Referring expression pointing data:
'''

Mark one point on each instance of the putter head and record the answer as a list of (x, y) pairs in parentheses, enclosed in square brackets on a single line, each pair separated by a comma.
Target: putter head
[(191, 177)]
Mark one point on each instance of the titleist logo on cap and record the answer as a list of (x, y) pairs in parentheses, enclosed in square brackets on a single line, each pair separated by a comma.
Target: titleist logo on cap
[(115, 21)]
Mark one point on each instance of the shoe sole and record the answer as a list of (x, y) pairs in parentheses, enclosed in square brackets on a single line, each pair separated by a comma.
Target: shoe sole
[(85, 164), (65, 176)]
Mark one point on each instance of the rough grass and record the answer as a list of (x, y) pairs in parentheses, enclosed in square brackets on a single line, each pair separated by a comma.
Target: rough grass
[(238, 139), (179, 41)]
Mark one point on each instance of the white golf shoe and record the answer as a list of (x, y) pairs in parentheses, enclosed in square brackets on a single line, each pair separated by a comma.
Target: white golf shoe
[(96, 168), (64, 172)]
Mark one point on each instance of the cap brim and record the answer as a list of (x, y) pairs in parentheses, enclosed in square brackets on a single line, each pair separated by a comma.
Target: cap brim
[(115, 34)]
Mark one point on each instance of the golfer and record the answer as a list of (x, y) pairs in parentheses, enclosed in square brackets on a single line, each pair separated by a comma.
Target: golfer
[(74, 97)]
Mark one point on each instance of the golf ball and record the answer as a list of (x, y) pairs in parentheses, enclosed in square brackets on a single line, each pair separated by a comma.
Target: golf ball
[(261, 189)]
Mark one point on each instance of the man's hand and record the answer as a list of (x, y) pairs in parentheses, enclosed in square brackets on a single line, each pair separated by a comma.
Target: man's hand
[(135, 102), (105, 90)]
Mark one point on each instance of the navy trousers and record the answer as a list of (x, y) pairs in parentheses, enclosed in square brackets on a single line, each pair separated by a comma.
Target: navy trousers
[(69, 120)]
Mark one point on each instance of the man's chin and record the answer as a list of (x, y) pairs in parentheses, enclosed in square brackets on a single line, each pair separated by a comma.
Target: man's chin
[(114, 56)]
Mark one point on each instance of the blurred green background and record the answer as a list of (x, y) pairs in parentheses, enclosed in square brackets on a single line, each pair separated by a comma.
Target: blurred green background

'''

=== Requirement ===
Find each line in the records holding the string "blurred" and show it.

=== Exercise result ===
Mark one point on each instance of the blurred green background and record the answer as a list of (x, y) pairs in parentheses, enclosed in square brackets on a single line, each pair separated by a comma.
Target: blurred green background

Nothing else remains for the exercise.